■ Ausgewählter Textauszug ■
※

Während Polizei und Staatsanwaltschaft ermitteln, ist der Alltag im betroffenen Juweliergeschäft noch immer nicht vollständig wieder eingekehrt. „Das wird auch noch einige Zeit dauern“, sagt Goldschmied Richard Wagner junior. Aktuell holt er Kostenvoranschläge von Handwerkern ein, die die provisorische Verglasung möglichst bald durch eine neue Panzerglasscheibe ersetzen sollen. Mindestens 12.000 Euro koste diese samt Einbau, so Wagner.
Bis es soweit ist, wird das Juweliergeschäft von privaten Sicherheitsleuten überwacht – eine Auflage der Versicherung.
Doch der Überfall kostet Wagner nicht nur Zeit und Nerven, sondern auch Geld. Die beschädigten und zerstörten Uhren-Auslage wieder aufzubereiten, werde deutlich teurer als die zunächst geschätzten 25.000 Euro. „Alleine die Breitling-Uhren schlagen da mit 20.000 Euro zu Buche“, so Wagner. Wie hoch die Schäden an den Uhren der anderen beiden Marken sind, sei noch unklar. Zudem liegt wohl auch der Schaden am Gebäude über den zuletzt veranschlagten 50.000 Euro. Ein Teil der Kosten, vor allem für Ware und Vitrinen, übernehmen seine Versicherungen, ein anderer Teil, insbesondere Schäden am Gebäude, nicht.
Auf rund 25.000 Euro, schätzt Wagner, bleibt er sitzen. Zwar könnte er sie über eine zivilrechtliche Klage vom Täter einfordern, ob der das Geld hat, ist allerdings die andere Frage, so der Juwelier.
Die Gefahr ist jedem in der Branche bewusst, sagt Wagner. Spurlos gehen Übergriffe an den Juwelieren dennoch nicht vorbei. Dabei sind die Händler durchaus vorbereitet: Knapp 60.000 Euro gibt Wagner pro Jahr für Versicherungen und die Wartung von Sicherheitssystemen aus. Etwa alle drei Monate wird die Alarmanlage kontrolliert.
Die Situation sei „einfach wahnsinnig ärgerlich“, sagt er. Zumal unklar ist, ob und wie die Täter bestraft werden.

※

■ Extrahierte Datensätze ■
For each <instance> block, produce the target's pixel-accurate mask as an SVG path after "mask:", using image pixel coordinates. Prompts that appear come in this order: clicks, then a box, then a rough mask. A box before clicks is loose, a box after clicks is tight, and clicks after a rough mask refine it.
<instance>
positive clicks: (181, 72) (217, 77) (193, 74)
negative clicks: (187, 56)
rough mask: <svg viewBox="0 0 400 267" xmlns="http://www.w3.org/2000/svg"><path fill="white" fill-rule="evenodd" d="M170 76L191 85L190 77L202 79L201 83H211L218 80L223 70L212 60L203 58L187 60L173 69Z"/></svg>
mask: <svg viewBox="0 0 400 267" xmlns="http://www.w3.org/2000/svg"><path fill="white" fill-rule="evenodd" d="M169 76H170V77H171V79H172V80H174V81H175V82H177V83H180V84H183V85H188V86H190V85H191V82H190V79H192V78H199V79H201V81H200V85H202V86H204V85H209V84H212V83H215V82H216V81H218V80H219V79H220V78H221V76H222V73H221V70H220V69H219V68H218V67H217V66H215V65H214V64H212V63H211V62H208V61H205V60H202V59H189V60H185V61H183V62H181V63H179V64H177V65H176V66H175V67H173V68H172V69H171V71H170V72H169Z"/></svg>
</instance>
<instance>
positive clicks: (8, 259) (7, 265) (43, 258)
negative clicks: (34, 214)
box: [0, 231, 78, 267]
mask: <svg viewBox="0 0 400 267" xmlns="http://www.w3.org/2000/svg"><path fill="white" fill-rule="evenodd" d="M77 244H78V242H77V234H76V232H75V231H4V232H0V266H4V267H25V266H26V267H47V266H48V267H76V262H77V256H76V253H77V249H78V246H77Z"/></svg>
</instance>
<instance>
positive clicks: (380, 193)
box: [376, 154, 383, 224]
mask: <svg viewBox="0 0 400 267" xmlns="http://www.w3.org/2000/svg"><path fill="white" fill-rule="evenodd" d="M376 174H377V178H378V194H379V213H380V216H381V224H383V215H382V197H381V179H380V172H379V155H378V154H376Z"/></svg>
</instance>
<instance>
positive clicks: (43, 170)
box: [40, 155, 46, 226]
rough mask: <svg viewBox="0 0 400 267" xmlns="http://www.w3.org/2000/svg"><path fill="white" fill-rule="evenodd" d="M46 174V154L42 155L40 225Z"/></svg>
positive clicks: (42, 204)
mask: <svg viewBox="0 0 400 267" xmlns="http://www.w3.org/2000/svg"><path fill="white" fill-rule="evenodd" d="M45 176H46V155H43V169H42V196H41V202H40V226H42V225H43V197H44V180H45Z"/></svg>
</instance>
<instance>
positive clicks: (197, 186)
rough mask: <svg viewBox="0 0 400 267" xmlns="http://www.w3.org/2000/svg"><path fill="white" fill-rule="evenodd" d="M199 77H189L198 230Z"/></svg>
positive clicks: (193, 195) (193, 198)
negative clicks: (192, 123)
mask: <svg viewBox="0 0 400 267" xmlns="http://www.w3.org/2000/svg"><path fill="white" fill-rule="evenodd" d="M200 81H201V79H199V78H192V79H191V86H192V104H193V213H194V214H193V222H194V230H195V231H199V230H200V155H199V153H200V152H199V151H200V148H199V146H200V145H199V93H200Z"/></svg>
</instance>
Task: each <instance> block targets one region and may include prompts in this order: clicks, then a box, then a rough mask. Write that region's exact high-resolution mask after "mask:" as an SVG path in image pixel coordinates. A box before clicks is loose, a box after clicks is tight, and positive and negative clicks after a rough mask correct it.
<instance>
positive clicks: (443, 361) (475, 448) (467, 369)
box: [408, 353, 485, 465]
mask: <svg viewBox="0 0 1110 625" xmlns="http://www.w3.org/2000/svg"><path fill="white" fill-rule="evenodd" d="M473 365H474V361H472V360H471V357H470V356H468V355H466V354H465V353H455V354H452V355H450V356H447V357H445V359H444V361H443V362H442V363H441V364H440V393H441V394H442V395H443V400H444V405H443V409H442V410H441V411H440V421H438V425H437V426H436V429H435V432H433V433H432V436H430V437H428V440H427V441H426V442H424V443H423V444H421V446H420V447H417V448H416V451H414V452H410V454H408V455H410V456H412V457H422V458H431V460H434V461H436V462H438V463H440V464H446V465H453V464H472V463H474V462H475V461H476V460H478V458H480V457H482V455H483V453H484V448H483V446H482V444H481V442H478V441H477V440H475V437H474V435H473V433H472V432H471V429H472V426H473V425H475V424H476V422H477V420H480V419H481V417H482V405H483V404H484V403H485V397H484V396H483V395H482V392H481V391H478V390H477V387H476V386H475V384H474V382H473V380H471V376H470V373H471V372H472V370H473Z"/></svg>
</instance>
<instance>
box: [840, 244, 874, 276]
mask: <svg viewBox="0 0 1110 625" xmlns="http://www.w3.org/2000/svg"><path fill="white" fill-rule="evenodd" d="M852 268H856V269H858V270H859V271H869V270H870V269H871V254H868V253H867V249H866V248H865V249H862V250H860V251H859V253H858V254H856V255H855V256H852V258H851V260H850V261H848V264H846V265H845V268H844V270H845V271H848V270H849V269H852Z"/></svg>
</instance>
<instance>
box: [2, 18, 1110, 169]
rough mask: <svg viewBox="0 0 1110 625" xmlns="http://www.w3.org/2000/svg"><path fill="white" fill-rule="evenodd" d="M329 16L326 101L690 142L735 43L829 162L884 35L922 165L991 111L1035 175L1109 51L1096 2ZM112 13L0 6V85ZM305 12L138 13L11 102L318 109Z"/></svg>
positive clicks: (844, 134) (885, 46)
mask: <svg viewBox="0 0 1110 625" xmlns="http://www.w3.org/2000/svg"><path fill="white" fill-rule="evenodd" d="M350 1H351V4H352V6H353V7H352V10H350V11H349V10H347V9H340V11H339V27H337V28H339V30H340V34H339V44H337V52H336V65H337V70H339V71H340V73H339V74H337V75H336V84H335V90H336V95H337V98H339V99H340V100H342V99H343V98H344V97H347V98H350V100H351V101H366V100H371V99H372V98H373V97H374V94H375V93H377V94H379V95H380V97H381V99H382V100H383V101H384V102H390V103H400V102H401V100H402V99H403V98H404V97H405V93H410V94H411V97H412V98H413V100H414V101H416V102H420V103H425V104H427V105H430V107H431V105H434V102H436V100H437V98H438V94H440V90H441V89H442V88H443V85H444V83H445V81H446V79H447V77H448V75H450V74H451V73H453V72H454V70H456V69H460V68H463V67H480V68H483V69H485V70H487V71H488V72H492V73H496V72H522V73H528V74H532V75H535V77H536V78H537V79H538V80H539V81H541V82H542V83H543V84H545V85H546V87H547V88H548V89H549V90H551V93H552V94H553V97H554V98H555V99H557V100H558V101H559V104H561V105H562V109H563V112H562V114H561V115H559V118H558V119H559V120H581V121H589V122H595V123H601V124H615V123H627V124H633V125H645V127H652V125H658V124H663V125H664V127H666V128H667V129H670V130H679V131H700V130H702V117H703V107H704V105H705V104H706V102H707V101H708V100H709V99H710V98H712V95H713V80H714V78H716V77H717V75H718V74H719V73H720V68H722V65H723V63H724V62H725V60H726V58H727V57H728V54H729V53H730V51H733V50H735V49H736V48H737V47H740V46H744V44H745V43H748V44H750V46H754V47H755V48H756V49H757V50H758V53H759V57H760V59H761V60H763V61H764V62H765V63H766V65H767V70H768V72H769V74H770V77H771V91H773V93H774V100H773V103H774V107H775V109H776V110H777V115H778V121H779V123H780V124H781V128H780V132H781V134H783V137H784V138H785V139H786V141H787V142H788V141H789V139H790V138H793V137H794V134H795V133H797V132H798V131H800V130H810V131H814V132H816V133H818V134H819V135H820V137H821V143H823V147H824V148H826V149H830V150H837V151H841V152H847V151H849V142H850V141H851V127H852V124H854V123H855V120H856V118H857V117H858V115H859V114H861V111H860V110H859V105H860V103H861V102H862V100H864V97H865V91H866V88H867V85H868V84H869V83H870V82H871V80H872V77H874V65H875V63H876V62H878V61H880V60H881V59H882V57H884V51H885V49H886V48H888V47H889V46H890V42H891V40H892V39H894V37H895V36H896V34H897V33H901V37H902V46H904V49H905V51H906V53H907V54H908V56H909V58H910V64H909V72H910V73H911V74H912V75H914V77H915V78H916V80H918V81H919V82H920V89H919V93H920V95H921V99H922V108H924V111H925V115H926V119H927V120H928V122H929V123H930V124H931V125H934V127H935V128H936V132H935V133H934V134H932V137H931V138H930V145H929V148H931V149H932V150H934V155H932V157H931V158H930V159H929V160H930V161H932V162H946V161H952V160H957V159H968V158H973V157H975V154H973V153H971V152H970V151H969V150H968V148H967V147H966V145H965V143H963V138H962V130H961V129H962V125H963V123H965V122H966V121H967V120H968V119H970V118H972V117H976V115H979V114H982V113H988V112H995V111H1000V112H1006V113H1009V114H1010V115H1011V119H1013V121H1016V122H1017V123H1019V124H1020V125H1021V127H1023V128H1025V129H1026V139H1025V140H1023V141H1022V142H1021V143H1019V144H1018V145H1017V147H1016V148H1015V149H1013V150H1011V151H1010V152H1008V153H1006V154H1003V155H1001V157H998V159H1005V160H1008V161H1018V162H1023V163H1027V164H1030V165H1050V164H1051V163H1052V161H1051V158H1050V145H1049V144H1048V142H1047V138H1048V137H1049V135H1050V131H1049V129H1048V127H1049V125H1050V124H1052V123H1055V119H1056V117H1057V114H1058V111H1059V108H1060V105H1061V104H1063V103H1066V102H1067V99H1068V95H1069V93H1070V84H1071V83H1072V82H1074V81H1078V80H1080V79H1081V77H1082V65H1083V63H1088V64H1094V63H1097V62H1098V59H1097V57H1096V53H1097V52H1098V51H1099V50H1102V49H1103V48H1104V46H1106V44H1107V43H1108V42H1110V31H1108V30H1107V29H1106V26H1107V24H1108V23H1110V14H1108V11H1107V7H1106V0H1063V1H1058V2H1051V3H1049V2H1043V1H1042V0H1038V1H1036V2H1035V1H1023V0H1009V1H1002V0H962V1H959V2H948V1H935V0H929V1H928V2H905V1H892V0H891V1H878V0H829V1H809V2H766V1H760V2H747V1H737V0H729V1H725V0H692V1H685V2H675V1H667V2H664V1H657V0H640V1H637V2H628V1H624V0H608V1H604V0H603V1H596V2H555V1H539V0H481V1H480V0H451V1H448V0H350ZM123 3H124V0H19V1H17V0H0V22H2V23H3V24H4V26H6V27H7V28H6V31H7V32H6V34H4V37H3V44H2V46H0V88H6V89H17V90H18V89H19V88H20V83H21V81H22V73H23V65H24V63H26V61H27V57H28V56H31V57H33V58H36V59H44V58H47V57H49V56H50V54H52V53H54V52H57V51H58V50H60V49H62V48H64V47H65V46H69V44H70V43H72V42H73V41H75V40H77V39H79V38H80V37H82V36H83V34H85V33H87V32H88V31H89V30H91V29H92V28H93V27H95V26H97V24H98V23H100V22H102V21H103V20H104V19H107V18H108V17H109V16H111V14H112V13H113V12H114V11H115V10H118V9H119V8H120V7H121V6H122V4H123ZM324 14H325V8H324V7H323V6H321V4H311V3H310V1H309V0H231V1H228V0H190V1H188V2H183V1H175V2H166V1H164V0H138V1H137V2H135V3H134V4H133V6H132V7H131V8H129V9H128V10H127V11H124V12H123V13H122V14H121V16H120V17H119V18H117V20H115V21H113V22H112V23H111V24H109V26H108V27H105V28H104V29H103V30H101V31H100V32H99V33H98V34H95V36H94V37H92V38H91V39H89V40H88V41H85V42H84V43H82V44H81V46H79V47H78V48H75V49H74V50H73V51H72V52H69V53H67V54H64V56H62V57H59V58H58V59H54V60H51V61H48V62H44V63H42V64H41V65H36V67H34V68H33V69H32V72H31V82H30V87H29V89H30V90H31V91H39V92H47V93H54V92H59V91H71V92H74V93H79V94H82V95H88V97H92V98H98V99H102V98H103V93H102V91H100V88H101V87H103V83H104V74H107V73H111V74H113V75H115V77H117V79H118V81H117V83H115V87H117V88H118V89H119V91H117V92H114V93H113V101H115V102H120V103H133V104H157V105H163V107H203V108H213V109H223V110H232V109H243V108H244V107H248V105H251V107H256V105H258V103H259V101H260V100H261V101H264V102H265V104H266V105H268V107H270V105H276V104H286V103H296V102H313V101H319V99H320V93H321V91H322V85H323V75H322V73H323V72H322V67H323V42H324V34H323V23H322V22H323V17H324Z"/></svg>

※

■ Ziel der Aufgabe ■
Zitiere aus dem Text über den Überfall auf das Juweliergeschäft wörtlich die Stelle von „Auf rund 25.000“ bis „Täter bestraft werden.“.

■ Lösung der Aufgabe ■
Auf rund 25.000 Euro, schätzt Wagner, bleibt er sitzen. Zwar könnte er sie über eine zivilrechtliche Klage vom Täter einfordern, ob der das Geld hat, ist allerdings die andere Frage, so der Juwelier.
Die Gefahr ist jedem in der Branche bewusst, sagt Wagner. Spurlos gehen Übergriffe an den Juwelieren dennoch nicht vorbei. Dabei sind die Händler durchaus vorbereitet: Knapp 60.000 Euro gibt Wagner pro Jahr für Versicherungen und die Wartung von Sicherheitssystemen aus. Etwa alle drei Monate wird die Alarmanlage kontrolliert.
Die Situation sei „einfach wahnsinnig ärgerlich“, sagt er. Zumal unklar ist, ob und wie die Täter bestraft werden.